## GIVEN INSTRUCTION
Convert every line of the entries below into a Markdown table with the columns "No." and "Line", one numbered row per line, skipping blank lines. Leave the pictures out of your answer.

Object pointing records for photos
□ □ □ □ □

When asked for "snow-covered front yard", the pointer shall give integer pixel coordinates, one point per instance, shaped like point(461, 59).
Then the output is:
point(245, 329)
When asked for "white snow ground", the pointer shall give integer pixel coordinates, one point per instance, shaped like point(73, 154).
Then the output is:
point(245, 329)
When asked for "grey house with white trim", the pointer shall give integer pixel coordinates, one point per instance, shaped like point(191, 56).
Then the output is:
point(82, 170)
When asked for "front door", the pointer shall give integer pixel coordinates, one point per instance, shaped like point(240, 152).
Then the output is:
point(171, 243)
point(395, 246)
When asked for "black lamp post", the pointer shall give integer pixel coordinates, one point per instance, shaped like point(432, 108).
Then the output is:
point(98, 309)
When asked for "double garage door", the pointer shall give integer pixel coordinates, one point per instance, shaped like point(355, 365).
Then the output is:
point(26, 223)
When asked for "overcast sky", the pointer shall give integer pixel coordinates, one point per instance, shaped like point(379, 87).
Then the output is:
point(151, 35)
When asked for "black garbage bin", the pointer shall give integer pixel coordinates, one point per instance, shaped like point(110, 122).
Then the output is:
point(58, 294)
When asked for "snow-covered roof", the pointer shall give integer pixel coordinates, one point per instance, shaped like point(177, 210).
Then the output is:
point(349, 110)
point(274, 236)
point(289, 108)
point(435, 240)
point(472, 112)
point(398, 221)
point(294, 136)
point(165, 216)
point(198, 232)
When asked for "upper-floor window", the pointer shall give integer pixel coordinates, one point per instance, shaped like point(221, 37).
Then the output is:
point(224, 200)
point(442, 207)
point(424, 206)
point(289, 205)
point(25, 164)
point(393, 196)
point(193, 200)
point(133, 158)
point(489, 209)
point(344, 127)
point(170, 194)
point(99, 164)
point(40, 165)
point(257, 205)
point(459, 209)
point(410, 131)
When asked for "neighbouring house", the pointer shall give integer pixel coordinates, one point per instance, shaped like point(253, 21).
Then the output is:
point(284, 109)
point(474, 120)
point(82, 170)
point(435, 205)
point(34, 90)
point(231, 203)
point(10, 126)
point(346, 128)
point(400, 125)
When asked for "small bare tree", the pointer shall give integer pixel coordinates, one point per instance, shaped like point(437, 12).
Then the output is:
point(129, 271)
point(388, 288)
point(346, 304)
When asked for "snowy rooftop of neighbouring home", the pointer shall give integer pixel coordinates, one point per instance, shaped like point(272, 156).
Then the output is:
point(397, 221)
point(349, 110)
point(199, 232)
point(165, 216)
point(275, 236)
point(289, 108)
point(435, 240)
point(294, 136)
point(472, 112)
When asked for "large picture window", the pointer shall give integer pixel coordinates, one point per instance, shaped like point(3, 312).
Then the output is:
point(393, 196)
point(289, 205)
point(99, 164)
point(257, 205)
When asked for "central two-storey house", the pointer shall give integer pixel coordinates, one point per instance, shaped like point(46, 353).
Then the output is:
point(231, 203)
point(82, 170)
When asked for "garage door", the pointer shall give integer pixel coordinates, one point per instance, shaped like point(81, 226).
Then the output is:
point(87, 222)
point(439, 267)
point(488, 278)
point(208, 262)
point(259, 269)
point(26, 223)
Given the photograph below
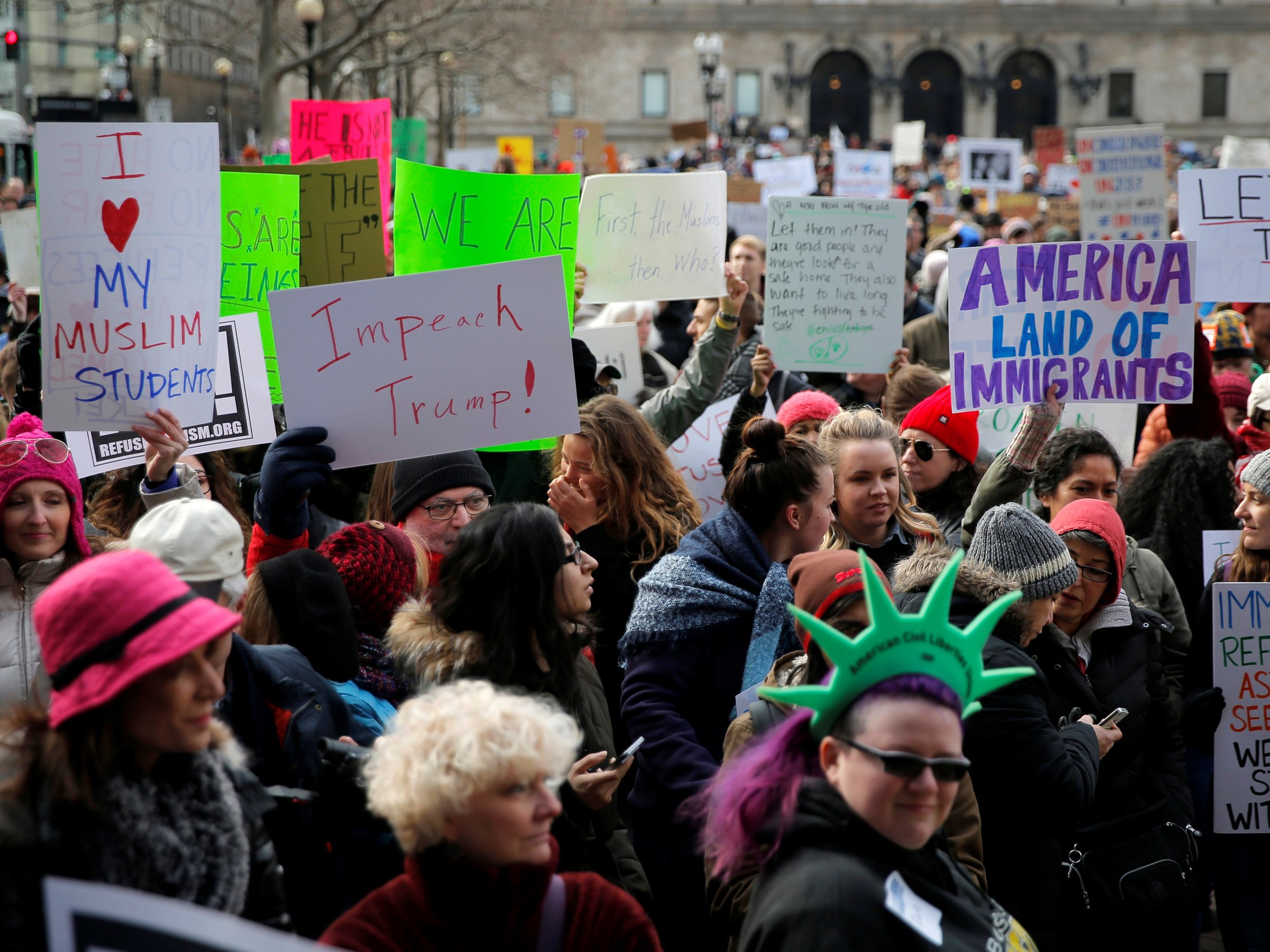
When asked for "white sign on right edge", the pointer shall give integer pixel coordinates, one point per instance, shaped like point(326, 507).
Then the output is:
point(1241, 670)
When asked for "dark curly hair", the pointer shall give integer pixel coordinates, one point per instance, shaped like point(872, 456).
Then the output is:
point(1059, 457)
point(1185, 488)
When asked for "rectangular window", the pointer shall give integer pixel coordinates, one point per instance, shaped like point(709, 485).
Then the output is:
point(1214, 96)
point(750, 93)
point(560, 102)
point(1121, 96)
point(656, 94)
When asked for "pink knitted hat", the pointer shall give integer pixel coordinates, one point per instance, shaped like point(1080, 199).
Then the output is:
point(33, 466)
point(807, 405)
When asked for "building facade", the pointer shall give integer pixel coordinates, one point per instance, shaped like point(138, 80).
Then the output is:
point(986, 68)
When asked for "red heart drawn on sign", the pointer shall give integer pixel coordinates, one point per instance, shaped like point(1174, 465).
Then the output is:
point(119, 221)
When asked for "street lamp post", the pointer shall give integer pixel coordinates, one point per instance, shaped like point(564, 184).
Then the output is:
point(224, 68)
point(310, 13)
point(714, 77)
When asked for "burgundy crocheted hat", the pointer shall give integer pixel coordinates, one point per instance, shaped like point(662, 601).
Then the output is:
point(378, 565)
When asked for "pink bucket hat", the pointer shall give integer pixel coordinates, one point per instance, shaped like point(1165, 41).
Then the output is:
point(33, 466)
point(111, 621)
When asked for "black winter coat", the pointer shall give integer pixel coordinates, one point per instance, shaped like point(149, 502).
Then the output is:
point(41, 837)
point(1034, 782)
point(1126, 670)
point(827, 890)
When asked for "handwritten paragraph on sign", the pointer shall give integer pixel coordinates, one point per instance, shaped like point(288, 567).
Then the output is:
point(835, 282)
point(131, 234)
point(430, 363)
point(1108, 322)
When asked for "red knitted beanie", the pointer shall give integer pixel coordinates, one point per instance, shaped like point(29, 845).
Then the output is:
point(378, 565)
point(958, 432)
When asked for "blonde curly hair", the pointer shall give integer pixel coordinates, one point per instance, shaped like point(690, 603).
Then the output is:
point(455, 742)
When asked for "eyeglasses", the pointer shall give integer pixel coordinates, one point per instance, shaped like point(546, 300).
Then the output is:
point(947, 770)
point(925, 451)
point(445, 509)
point(52, 451)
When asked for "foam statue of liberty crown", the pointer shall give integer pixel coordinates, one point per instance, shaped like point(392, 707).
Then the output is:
point(897, 644)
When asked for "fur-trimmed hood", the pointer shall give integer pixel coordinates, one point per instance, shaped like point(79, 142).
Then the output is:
point(978, 583)
point(426, 652)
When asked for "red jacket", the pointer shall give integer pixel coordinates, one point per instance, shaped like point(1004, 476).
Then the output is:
point(441, 904)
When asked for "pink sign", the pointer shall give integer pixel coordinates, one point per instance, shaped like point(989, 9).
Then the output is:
point(357, 130)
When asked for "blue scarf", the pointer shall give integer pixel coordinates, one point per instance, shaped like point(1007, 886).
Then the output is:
point(719, 575)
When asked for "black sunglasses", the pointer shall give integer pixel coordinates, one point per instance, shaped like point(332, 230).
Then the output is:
point(947, 770)
point(925, 451)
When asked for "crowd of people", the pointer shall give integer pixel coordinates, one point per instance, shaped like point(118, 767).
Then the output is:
point(534, 701)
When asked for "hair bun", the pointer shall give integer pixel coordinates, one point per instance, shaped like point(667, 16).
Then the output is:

□ □ □ □ □

## THE ANSWER
| No. | Line |
|---|---|
| 1 | When asked for "snow-covered front yard", the pointer shall give integer pixel coordinates, one point per instance, shaped like point(461, 59). |
| 2 | Then the output is: |
| 3 | point(245, 329) |
| 4 | When asked for "white snow ground", the pointer shall give integer pixel coordinates, one point per instance, shaped like point(73, 154). |
| 5 | Then the output is: |
| 6 | point(245, 329) |
| 7 | When asked for "grey house with white trim", the pointer shall give integer pixel coordinates, one point per instance, shaped like point(191, 56). |
| 8 | Then the output is: |
| 9 | point(82, 170) |
| 10 | When asked for "front door", the pointer shall give integer pixel coordinates, one point per instance, shaped like point(240, 152). |
| 11 | Then the output is: |
| 12 | point(171, 243) |
| 13 | point(395, 246) |
| 14 | When asked for "black lamp post", the pointer shall give integer pixel coordinates, one point per instance, shaped like point(432, 108). |
| 15 | Then the output is: |
| 16 | point(98, 309) |
| 17 | When asked for "double garage door", the pointer shall give integer pixel coordinates, one point per instance, shaped like point(355, 365). |
| 18 | Then the output is: |
| 19 | point(26, 223) |
| 20 | When asked for "overcast sky", the pointer shall give integer pixel coordinates, one point per instance, shaped like point(379, 87). |
| 21 | Then the output is: |
| 22 | point(151, 35) |
| 23 | When asked for "black garbage bin", the pointer shall give integer pixel coordinates, one point per instance, shaped like point(110, 122). |
| 24 | Then the output is: |
| 25 | point(58, 294) |
| 26 | When asked for "snow-covered roof", the pointer shall give integer pixel coordinates, one point per instance, shaped like point(177, 210). |
| 27 | Then the output is: |
| 28 | point(349, 110) |
| 29 | point(274, 236) |
| 30 | point(289, 108) |
| 31 | point(435, 240) |
| 32 | point(472, 112) |
| 33 | point(398, 221) |
| 34 | point(294, 136) |
| 35 | point(165, 216) |
| 36 | point(198, 232) |
| 37 | When asked for "upper-floor window", the pointer shall give integer pixel coordinates, one point per instance, shaped like point(221, 37). |
| 38 | Then the output is: |
| 39 | point(224, 200) |
| 40 | point(442, 207) |
| 41 | point(424, 206) |
| 42 | point(289, 205) |
| 43 | point(25, 164) |
| 44 | point(393, 196) |
| 45 | point(193, 200) |
| 46 | point(133, 158) |
| 47 | point(489, 209) |
| 48 | point(344, 127) |
| 49 | point(170, 194) |
| 50 | point(99, 164) |
| 51 | point(40, 165) |
| 52 | point(257, 205) |
| 53 | point(459, 209) |
| 54 | point(410, 131) |
| 55 | When asked for "neighbouring house", the pointer shall give integer pixel coordinates, one point per instance, shaped like point(253, 21). |
| 56 | Then the output is: |
| 57 | point(284, 109) |
| 58 | point(474, 120) |
| 59 | point(82, 170) |
| 60 | point(435, 205) |
| 61 | point(34, 90) |
| 62 | point(231, 203) |
| 63 | point(10, 126) |
| 64 | point(346, 128) |
| 65 | point(400, 125) |
| 66 | When asked for "small bare tree", the pointer shall give integer pixel coordinates, one point per instance, shaped like point(437, 12). |
| 67 | Then the output is: |
| 68 | point(129, 271) |
| 69 | point(388, 288) |
| 70 | point(346, 304) |
| 71 | When asked for "snowy rooftop of neighbouring home", the pointer shall give integer pixel coordinates, one point per instance, shaped like point(272, 156). |
| 72 | Then the output is: |
| 73 | point(397, 221) |
| 74 | point(349, 110) |
| 75 | point(199, 232) |
| 76 | point(165, 216) |
| 77 | point(275, 236) |
| 78 | point(289, 108) |
| 79 | point(435, 240) |
| 80 | point(294, 136) |
| 81 | point(472, 112) |
| 82 | When asked for "large picture window", the pointer shall give integer pixel coordinates, one point per instance, shaped like point(3, 312). |
| 83 | Then the output is: |
| 84 | point(393, 196) |
| 85 | point(289, 205) |
| 86 | point(99, 164) |
| 87 | point(257, 205) |
| 88 | When asked for "central two-storey house", the pointer shall give integer pixel coordinates, one point per instance, shaped like point(46, 353). |
| 89 | Then the output is: |
| 90 | point(231, 203) |
| 91 | point(82, 170) |
| 92 | When asked for "garage door", the pointer shall give integer pixel coordinates, one point per instance, shaped like point(81, 226). |
| 93 | Then the output is: |
| 94 | point(87, 222) |
| 95 | point(439, 267) |
| 96 | point(488, 278) |
| 97 | point(208, 262) |
| 98 | point(259, 269) |
| 99 | point(26, 223) |
| 100 | Given the photograph below |
| 101 | When asked for "white sign on right edge", the pointer shall give integer pixel coordinates, one point per instance, shaped like point(326, 507). |
| 102 | Then the output is: |
| 103 | point(1241, 670) |
| 104 | When asked for "dark curly hair", the pointer shall give integer pixel coordinates, one point per instance, shaped like point(872, 456). |
| 105 | Then the output is: |
| 106 | point(1059, 457) |
| 107 | point(1185, 488) |
| 108 | When asked for "rectangular window", the pointer shall give integer pixel coordinates, one point per instance, shaped like point(709, 485). |
| 109 | Then the output is: |
| 110 | point(1214, 96) |
| 111 | point(750, 93) |
| 112 | point(560, 102) |
| 113 | point(1121, 96) |
| 114 | point(656, 94) |
| 115 | When asked for "pink knitted hat", the pointer shall give integer pixel coordinates, one point per instance, shaped like point(1080, 199). |
| 116 | Then the output is: |
| 117 | point(33, 466) |
| 118 | point(807, 405) |
| 119 | When asked for "building facade", the pointer shall give integer pixel coordinates, one point per instance, shaped like point(138, 80). |
| 120 | Then the output is: |
| 121 | point(986, 68) |
| 122 | When asked for "red heart drawn on sign", the pointer shall give integer pixel coordinates, one point per instance, shaped like point(1174, 465). |
| 123 | Then the output is: |
| 124 | point(119, 221) |
| 125 | When asked for "street lamp post", the pointer shall give integer pixel coordinates, one point per instance, shaped like point(564, 184). |
| 126 | Then the output is: |
| 127 | point(224, 68) |
| 128 | point(310, 13) |
| 129 | point(714, 77) |
| 130 | When asked for "burgundy crocheted hat", the pointer shall give integer pixel coordinates, one point per instance, shaped like point(662, 601). |
| 131 | Then the output is: |
| 132 | point(378, 565) |
| 133 | When asked for "pink bucket hat", the pointer shall give integer pixel coordinates, one point per instance, shaped like point(1165, 41). |
| 134 | Then the output is: |
| 135 | point(33, 466) |
| 136 | point(111, 621) |
| 137 | When asked for "black winter coat", the pointer shall give integer pixel coordinates, one point per instance, shaped like point(149, 502). |
| 138 | Then the output is: |
| 139 | point(41, 837) |
| 140 | point(1034, 782) |
| 141 | point(1126, 670) |
| 142 | point(827, 890) |
| 143 | When asked for "handwritten paragraph on sign", the pointer shall give integer pixel coordinates, one point per instance, shaped like point(288, 567). |
| 144 | Then the output is: |
| 145 | point(835, 282) |
| 146 | point(131, 234) |
| 147 | point(430, 363) |
| 148 | point(1108, 322) |
| 149 | When asked for "red knitted beanie", the pointer shall give integer pixel coordinates, one point per instance, shaped like point(29, 845). |
| 150 | Then the output is: |
| 151 | point(378, 565) |
| 152 | point(958, 432) |
| 153 | When asked for "blonde curly hair", the pointer shall give integer pixel coordinates, one point per instance, shaped like point(690, 603). |
| 154 | Then the output is: |
| 155 | point(455, 742) |
| 156 | When asked for "eyeglasses", the pointer shall give integer pixel coordinates, one point per instance, shaped like point(546, 300). |
| 157 | Then the output is: |
| 158 | point(947, 770) |
| 159 | point(925, 451) |
| 160 | point(445, 509) |
| 161 | point(52, 451) |
| 162 | When asked for "foam statue of liberty crown", the pointer shall give integer pixel coordinates, one point per instance, shaped like point(392, 707). |
| 163 | Then the output is: |
| 164 | point(897, 644) |
| 165 | When asked for "fur-trimmed hood", the pointer shall give integer pixel coordinates, one point per instance, shaped like point(79, 142). |
| 166 | Then the output is: |
| 167 | point(978, 583) |
| 168 | point(426, 652) |
| 169 | When asked for "red jacket", the pointer shall give integer pixel coordinates, one point per instance, shaped like point(1004, 476). |
| 170 | Then the output is: |
| 171 | point(441, 904) |
| 172 | When asked for "pink sign", the pointer shall give integer pixel coordinates, one point per instance, shaped like point(989, 9). |
| 173 | Then the output is: |
| 174 | point(357, 130) |
| 175 | When asked for "blue scarf", the pointer shall give integer pixel coordinates, one point per instance, shaped like point(1007, 886). |
| 176 | Then the output is: |
| 177 | point(719, 575) |
| 178 | When asked for "black sunglasses", the pointer shall give integer pixel coordinates, one point per instance, shaped like point(332, 230). |
| 179 | Then the output is: |
| 180 | point(947, 770) |
| 181 | point(925, 451) |
| 182 | When asked for "crowd of people", the pointer shall give integer pixel coordinates, one point per instance, shaped like point(118, 767). |
| 183 | Then the output is: |
| 184 | point(534, 701) |
| 185 | When asked for "hair bun", the pointer shall give integer pixel coordinates, one point per instance, shaped like point(667, 16). |
| 186 | Then the output is: |